**THE EXERCISE**
Reproduce every line below verbatim, omitting the pictures.

**DATA FOR THE TASK**

______

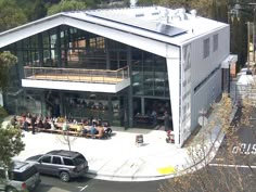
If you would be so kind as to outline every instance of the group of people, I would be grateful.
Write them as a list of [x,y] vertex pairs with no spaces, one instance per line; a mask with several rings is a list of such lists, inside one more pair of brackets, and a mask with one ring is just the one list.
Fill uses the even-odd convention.
[[[23,114],[21,118],[14,116],[13,124],[16,125],[20,123],[21,128],[25,131],[28,131],[28,127],[31,126],[33,135],[36,132],[36,128],[43,128],[43,129],[56,129],[60,118],[51,118],[51,117],[42,117],[42,115],[31,115],[30,113]],[[108,121],[103,123],[101,119],[95,119],[93,117],[84,119],[78,123],[76,119],[62,119],[62,129],[68,130],[68,125],[81,125],[82,133],[90,133],[90,135],[101,135],[105,131],[112,132],[111,126]]]

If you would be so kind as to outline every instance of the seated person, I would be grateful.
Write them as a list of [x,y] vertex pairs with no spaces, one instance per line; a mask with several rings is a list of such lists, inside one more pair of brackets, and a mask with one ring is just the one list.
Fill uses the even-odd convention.
[[91,135],[98,135],[98,129],[97,129],[97,127],[93,125],[91,128],[90,128],[90,133]]
[[38,128],[44,128],[41,119],[39,119],[39,121],[38,121],[38,124],[37,124],[37,127],[38,127]]
[[44,129],[51,129],[51,125],[49,124],[48,119],[43,120],[43,128]]

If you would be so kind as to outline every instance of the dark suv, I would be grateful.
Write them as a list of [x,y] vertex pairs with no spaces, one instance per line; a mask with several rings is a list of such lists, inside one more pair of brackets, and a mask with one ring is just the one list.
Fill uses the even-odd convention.
[[71,178],[84,176],[89,169],[85,156],[74,151],[55,150],[26,161],[35,162],[40,174],[59,176],[65,182]]
[[27,192],[41,182],[35,165],[26,162],[12,162],[10,167],[0,164],[0,191]]

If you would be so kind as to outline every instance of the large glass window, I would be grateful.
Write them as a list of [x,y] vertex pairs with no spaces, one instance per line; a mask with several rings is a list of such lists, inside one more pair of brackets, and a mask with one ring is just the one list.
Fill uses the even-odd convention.
[[169,97],[166,60],[132,49],[132,87],[135,95]]

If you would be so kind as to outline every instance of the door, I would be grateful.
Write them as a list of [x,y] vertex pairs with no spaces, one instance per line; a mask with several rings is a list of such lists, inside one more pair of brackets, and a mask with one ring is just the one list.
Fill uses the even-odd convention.
[[52,175],[52,156],[46,155],[39,159],[37,165],[39,172]]

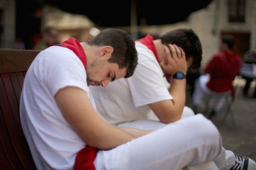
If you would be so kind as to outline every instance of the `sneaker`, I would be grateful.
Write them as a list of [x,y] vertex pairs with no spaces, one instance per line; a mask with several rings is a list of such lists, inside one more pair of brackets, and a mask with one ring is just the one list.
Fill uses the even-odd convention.
[[256,170],[256,162],[246,156],[235,155],[235,164],[230,170]]

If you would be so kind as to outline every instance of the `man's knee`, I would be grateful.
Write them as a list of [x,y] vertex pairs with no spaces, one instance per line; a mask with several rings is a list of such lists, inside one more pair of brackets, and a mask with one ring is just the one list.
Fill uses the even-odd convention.
[[213,124],[201,114],[194,116],[191,120],[191,128],[193,129],[195,137],[199,140],[211,141],[217,145],[221,145],[221,139],[220,133]]
[[189,116],[194,116],[195,113],[193,110],[187,106],[184,106],[182,115],[182,118],[184,118]]

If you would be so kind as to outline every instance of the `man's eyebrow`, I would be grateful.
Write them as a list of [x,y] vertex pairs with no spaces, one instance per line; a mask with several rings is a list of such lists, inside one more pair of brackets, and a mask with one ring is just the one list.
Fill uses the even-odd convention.
[[111,80],[111,82],[114,82],[115,81],[115,79],[116,79],[116,73],[114,72],[114,76],[113,77],[113,78],[112,78],[112,80]]

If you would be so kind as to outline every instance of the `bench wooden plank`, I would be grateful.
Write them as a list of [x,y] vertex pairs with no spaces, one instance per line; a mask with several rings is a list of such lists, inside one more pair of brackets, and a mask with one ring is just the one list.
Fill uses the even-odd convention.
[[38,50],[0,49],[0,73],[28,70]]
[[19,105],[26,71],[39,51],[0,49],[0,169],[36,169]]

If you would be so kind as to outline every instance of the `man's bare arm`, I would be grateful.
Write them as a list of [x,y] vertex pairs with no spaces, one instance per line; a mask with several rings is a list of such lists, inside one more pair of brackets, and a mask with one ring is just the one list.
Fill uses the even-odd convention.
[[[187,65],[185,53],[176,45],[165,47],[166,58],[160,62],[164,71],[173,75],[177,71],[186,73]],[[169,50],[170,49],[170,50]],[[166,64],[167,63],[167,64]],[[169,123],[180,119],[186,100],[186,80],[173,79],[170,92],[173,99],[149,104],[148,105],[160,121]]]
[[109,150],[135,138],[112,126],[95,110],[85,91],[67,87],[59,90],[55,97],[64,117],[89,145]]
[[123,131],[131,134],[131,135],[138,138],[142,136],[145,135],[146,134],[150,133],[153,131],[144,130],[138,129],[137,129],[133,128],[128,128],[126,127],[119,126],[117,128],[123,130]]

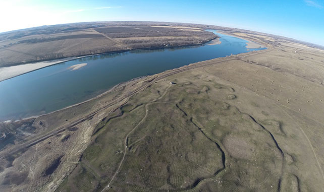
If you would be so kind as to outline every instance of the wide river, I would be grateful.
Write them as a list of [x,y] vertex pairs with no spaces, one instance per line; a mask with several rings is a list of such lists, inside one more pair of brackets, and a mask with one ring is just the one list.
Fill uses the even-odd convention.
[[[0,82],[0,120],[47,113],[89,99],[114,86],[189,63],[247,52],[247,41],[211,31],[221,44],[91,56]],[[72,70],[69,67],[87,63]]]

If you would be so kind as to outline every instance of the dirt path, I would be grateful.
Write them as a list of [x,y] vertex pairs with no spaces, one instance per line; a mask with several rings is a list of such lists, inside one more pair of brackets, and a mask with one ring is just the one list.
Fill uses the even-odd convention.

______

**FULL OUTPUT**
If you would be so kind as to outline every instance of the group of people, I would be grateful.
Write them as a list of [x,y] vertex pairs with no spaces, one instance per line; a mask with several rings is a list of such lists, inside one more pair of brackets, and a mask with one ring is just the one list.
Fill uses the even-odd convention.
[[[23,114],[21,118],[14,116],[13,124],[16,125],[20,123],[21,128],[25,131],[28,131],[28,127],[31,126],[33,135],[36,132],[36,128],[43,128],[43,129],[56,129],[60,118],[51,118],[51,117],[42,117],[42,115],[31,115],[30,113]],[[108,121],[103,123],[101,119],[95,119],[93,117],[84,119],[78,123],[76,119],[62,119],[62,129],[68,130],[68,125],[81,125],[82,133],[90,133],[90,135],[101,135],[105,131],[112,132],[111,126]]]

If you would be so kind as to outline every instance of the seated person, I would be grateful.
Write them as a list of [x,y] vertex pairs with no spaces, one instance per line; a mask with several rings is a list of such lists, inside one more pair of brackets, and a mask with one ring is just the one list.
Fill uses the even-odd convention.
[[91,135],[98,135],[98,129],[97,129],[97,127],[93,125],[91,128],[90,128],[90,133]]
[[38,128],[44,128],[41,119],[39,119],[39,121],[38,121],[38,124],[37,124],[37,127],[38,127]]
[[44,129],[51,129],[51,125],[49,124],[48,119],[43,120],[43,128]]

If you would be so kind as to outline every instance of the dark suv, I would be grateful.
Write them as a list of [x,y] vertex pairs with no spaces, one instance per line; a mask with several rings is a list of such lists, inside one more pair of brackets, and a mask with one ring is just the one list.
Fill uses the even-odd convention.
[[71,178],[84,176],[89,169],[85,156],[74,151],[55,150],[26,161],[35,162],[40,174],[59,176],[65,182]]
[[27,192],[41,182],[35,165],[26,162],[12,162],[10,167],[0,164],[0,191]]

If you would be so kind as to outline every instance of the large glass window, I would be grateful.
Write them as a list of [x,y] vertex pairs with no spaces, one instance per line; a mask with several rings is a list of such lists, inside one more pair of brackets, and a mask with one ring is just the one list.
Fill uses the even-odd convention.
[[169,97],[166,60],[132,49],[132,87],[135,95]]

If you would be so kind as to outline every instance of the door, I would be grateful.
Write them as a list of [x,y] vertex pairs with no spaces, one instance per line; a mask with several rings is a list of such lists, inside one more pair of brackets, and a mask with one ring is just the one list.
Fill uses the even-odd convention.
[[52,175],[52,156],[46,155],[39,159],[37,165],[39,172]]

If you would be so kind as to outline every instance of the `sneaker`, I would be grateful.
Write them as a list of [x,y] vertex pairs with no spaces, one instance per line; a mask with several rings is a list of such lists, inside one more pair of brackets, and a mask with one ring is just the one list.
Fill uses the even-odd convention.
[[256,170],[256,162],[246,156],[235,155],[235,164],[230,170]]

If you would be so kind as to outline every instance of the `man's knee`, I would be grateful.
Write them as a list of [x,y] vertex pairs with no spaces, one instance per line; a mask with several rings is a list of such lists, inside one more pair of brackets, and a mask with one ring is just the one list.
Fill uses the even-odd convention.
[[213,124],[201,114],[194,116],[191,120],[191,128],[193,129],[195,137],[199,140],[211,141],[217,145],[221,145],[221,139],[220,133]]
[[189,116],[194,116],[195,113],[193,110],[187,106],[184,106],[182,115],[182,118],[184,118]]

If you would be so kind as to outline every instance of the `man's eyebrow`, I would be grateful.
Write them as a list of [x,y] vertex pairs with no spaces, one instance per line; a mask with several rings is a list of such lists, inside one more pair of brackets, and a mask with one ring is just the one list.
Fill uses the even-odd convention.
[[111,80],[111,82],[114,82],[115,81],[115,79],[116,79],[116,73],[114,72],[114,76],[113,77],[113,78],[112,78],[112,80]]

If you would be so kind as to outline every instance of the `bench wooden plank`, I would be grateful.
Write them as a list of [x,y] vertex pairs with no spaces, one instance per line; a mask with several rings is a list of such lists, inside one more pair of brackets, and a mask with one ring is just the one list.
Fill uses the even-odd convention.
[[38,50],[0,49],[0,73],[28,70]]
[[19,105],[26,71],[39,51],[0,49],[0,169],[36,169]]

If you would be so kind as to outline every instance of the `man's bare arm`, I would be grateful.
Write them as a list of [x,y] vertex pairs with no spaces, one instance per line; a mask with several rings is a list of such lists, inside one more pair of brackets, and a mask with one ring is just the one list.
Fill uses the even-odd convention.
[[[187,65],[185,53],[176,45],[165,47],[166,58],[160,62],[164,71],[173,75],[177,71],[186,73]],[[169,50],[170,49],[170,50]],[[166,64],[167,63],[167,64]],[[169,123],[180,119],[186,100],[186,80],[173,79],[170,92],[173,99],[149,104],[148,105],[160,121]]]
[[109,150],[135,138],[112,126],[95,110],[85,91],[67,87],[59,90],[55,97],[64,117],[89,145]]
[[123,131],[131,134],[131,135],[138,138],[142,136],[145,135],[146,134],[150,133],[153,131],[144,130],[138,129],[137,129],[133,128],[128,128],[126,127],[119,126],[117,128],[123,130]]

If you would be so kind as to outline every instance of the wide river, I would be grateful.
Write them as a list of [x,y] vertex pairs with no spaces, one instance per line; a mask with several rings is a list of such lists, inside one more pair of brackets, and a mask with one ring is just the one list.
Fill uses the even-odd convention.
[[[0,82],[0,120],[47,113],[89,99],[114,86],[189,63],[247,52],[247,41],[211,31],[221,44],[91,56]],[[72,70],[69,67],[87,63]]]

If you would be so kind as to outline every instance of the dirt path, I would be grateful.
Write them as a list of [x,y] vertex pairs with no spaces, one instance per line; a mask with several rings is a list of such lists, inside one more pair of brackets, and a mask with one ring is just the one list.
Fill uses the even-odd convention.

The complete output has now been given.